====== TEXT SEGMENT
A total of 1052 slices from 51 T1-weighted volumes and 807 slices from 83 T2-FLAIR volumes were evaluated by these four raters. Each slice was rated individually, i.e., all slices from the same volume were not presented to the rater at once. Ten percent of the images were presented twice to each rater to evaluate within-rater variability (Figure 1). We fitted two variants of our algorithm: one where raters share the same prior, and one where radiologists are expected to perform better than non-radiologists. Finally, in order to show that this model can be used to calibrate non-expert raters and predict silver-standard scores, we fitted the model to a subset of the data that includes all student ratings but only some expert ratings (25, 50, or 75 %). Our implementation is available at https://github.com/balbasty/variational_staple

Results

We show in Figure 2 that our model allows mistakes to be corrected thanks to differential expert weighting and within-volume smoothing while preserving scores where both experts agree. While one may argue that all raters are wrong about this specific lateral slice (there was motion during acquisition), we emphasize that we target the level of artifact. Lateral slices do appear to be less corrupted and should keep their low motion rating. Figure 3 shows the performance matrices estimated by all models, as well as intra-volume variability matrices estimated by the two hierarchical models. We demonstrate in Figure 4 that valid silver standards can be obtained from well-calibrated non-expert ratings. By "valid", we mean that the model's confidence in the consolidated student labels matches the effective error with respect to the consolidated expert ratings.

Conclusion

We presented a label fusion method developed for the difficult task of motion artifact categorization, which is subjective (between-rater disagreement) and often ambiguous between adjacent artifact categories (within-rater variability). The original STAPLE method can resolve differences of opinion between raters to produce consolidated labels for training or validation of artifact prediction algorithms. The hierarchical STAPLE algorithm exploits the presence of correlations between subsets of labels - i.e. between slices from the same volume - to reduce label noise. We have shown that these labels are less noisy than the original ratings and can capture genuine variation in artifacts within a volume. We further showed that valid silver-standard ratings can be produced by calibrated non-expert raters.
============
====== PROVIDED INFORMATION
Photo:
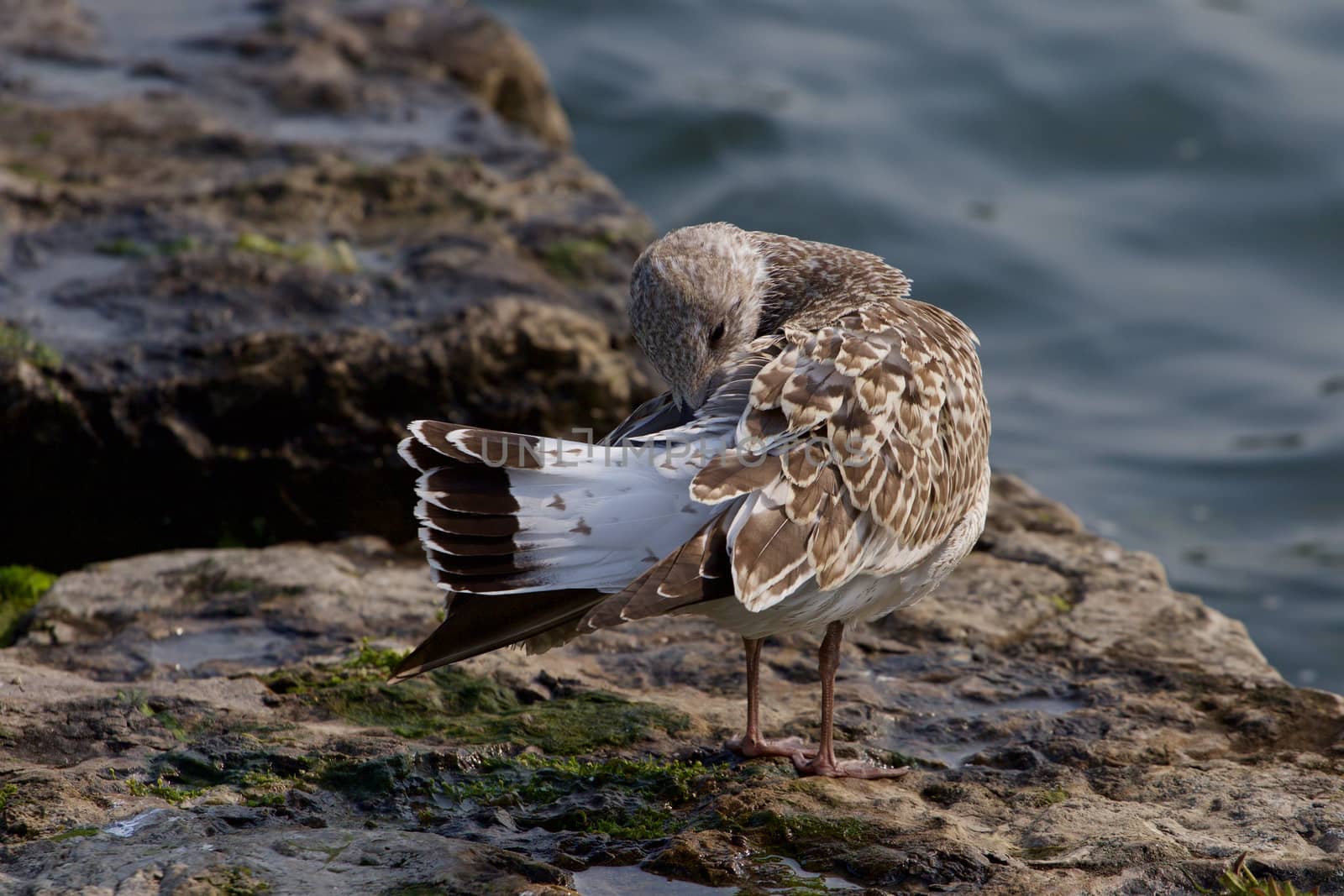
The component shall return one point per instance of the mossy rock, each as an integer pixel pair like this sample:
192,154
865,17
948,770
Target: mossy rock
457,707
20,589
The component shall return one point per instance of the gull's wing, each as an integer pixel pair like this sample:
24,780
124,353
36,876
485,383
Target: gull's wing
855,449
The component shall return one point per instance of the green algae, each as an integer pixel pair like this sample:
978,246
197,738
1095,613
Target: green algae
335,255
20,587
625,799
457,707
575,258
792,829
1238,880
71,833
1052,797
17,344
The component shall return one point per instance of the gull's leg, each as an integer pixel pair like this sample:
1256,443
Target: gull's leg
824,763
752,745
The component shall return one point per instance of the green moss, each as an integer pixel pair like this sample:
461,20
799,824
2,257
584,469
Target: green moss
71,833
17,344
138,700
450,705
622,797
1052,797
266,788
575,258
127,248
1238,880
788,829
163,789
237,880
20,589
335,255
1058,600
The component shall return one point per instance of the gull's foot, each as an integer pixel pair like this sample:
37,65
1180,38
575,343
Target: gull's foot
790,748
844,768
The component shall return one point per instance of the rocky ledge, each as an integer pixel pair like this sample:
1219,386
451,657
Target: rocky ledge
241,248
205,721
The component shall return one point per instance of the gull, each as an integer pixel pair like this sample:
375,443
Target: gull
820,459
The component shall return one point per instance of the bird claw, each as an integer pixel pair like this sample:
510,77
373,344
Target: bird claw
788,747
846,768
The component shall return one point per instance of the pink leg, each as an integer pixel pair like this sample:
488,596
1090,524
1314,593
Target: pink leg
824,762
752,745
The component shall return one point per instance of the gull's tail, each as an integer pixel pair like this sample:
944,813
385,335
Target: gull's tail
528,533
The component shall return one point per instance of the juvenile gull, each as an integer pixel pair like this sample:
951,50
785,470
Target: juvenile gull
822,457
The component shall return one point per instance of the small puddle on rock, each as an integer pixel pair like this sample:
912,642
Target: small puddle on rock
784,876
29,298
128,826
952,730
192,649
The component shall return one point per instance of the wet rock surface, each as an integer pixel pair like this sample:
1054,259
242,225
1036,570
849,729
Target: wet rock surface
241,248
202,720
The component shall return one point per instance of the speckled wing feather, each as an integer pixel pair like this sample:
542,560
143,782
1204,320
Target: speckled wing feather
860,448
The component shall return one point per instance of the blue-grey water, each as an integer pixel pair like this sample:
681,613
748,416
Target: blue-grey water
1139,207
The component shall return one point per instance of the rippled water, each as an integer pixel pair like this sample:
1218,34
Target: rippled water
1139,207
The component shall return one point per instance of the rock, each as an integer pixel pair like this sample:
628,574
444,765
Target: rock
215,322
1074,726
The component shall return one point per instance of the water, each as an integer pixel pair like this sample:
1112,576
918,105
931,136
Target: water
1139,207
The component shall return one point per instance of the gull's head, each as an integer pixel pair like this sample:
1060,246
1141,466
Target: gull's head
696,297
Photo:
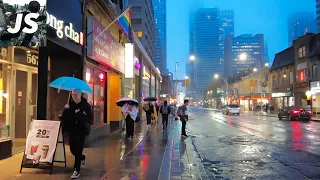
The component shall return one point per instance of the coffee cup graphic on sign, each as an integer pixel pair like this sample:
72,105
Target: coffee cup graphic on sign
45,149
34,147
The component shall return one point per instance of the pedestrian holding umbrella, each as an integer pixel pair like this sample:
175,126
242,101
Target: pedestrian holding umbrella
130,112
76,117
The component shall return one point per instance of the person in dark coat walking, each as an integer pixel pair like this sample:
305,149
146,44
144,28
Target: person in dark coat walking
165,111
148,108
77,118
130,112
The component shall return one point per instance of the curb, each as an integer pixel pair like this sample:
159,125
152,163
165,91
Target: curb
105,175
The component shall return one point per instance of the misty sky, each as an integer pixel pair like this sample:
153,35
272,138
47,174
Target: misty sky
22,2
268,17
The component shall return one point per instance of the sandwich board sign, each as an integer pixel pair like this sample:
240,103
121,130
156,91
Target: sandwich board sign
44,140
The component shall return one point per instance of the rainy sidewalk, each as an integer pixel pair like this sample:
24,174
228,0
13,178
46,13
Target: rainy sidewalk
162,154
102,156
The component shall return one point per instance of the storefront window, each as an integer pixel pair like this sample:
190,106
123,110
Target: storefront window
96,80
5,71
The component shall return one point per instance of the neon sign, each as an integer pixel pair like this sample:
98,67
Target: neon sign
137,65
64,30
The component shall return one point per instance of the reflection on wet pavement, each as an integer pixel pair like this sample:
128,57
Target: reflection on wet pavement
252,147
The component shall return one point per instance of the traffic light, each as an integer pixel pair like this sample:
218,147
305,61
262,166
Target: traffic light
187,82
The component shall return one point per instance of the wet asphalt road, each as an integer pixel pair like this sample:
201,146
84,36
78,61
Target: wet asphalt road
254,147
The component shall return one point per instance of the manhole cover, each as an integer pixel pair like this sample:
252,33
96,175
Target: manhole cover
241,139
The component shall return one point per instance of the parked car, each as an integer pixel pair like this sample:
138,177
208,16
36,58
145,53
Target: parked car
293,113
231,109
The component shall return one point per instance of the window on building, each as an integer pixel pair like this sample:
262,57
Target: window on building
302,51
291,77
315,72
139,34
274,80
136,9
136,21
============
====== PROVIDED INFORMATION
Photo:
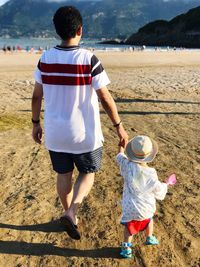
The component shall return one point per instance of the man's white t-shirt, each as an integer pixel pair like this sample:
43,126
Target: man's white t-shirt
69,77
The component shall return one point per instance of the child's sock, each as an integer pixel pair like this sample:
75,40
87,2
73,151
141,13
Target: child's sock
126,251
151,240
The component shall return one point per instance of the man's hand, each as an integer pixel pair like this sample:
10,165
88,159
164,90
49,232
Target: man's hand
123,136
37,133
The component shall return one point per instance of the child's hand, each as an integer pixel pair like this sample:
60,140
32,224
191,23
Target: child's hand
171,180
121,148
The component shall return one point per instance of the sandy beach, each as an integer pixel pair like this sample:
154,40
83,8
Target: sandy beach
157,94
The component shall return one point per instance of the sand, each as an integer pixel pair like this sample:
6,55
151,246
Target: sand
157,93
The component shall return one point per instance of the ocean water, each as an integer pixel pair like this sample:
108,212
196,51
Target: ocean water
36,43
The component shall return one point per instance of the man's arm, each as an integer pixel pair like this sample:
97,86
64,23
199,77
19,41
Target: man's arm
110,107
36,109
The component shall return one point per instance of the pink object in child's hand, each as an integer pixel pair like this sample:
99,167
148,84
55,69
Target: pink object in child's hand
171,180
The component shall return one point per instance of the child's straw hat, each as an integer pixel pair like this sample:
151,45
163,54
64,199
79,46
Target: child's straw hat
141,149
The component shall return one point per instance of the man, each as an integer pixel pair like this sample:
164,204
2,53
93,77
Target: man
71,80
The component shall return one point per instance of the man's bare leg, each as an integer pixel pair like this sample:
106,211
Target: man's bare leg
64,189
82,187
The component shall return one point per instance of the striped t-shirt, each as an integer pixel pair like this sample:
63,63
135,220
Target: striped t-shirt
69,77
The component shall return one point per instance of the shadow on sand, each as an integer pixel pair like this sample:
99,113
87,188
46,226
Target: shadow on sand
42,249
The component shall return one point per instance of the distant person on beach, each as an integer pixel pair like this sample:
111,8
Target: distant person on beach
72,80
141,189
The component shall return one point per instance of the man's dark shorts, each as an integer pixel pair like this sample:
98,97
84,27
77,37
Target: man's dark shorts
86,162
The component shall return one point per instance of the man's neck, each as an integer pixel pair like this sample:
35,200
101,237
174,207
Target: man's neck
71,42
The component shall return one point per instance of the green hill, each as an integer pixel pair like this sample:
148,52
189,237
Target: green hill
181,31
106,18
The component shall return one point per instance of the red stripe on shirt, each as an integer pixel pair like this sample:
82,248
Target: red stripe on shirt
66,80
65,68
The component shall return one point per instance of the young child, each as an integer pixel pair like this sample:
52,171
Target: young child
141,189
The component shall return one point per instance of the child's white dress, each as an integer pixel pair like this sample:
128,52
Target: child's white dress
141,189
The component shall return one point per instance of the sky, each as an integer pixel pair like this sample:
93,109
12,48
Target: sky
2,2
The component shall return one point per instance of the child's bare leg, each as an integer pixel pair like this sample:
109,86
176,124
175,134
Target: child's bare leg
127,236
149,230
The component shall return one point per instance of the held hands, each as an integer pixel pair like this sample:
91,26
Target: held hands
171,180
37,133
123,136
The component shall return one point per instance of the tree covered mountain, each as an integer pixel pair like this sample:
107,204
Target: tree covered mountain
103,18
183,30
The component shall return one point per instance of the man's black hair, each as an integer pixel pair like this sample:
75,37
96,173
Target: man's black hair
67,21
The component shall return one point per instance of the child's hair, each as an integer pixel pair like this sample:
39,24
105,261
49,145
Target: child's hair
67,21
============
> **TASK ITEM**:
Answer these questions using the label fusion text.
(a) How many T2-FLAIR slices did the four raters evaluate, and from how many volumes?
(b) What share of the images did each rater see twice?
(c) What does the hierarchical STAPLE algorithm exploit to reduce label noise?
The records play no role here.

> **ANSWER BELOW**:
(a) 807 slices from 83 T2-FLAIR volumes.
(b) Ten percent.
(c) Correlations between subsets of labels, that is, between slices from the same volume.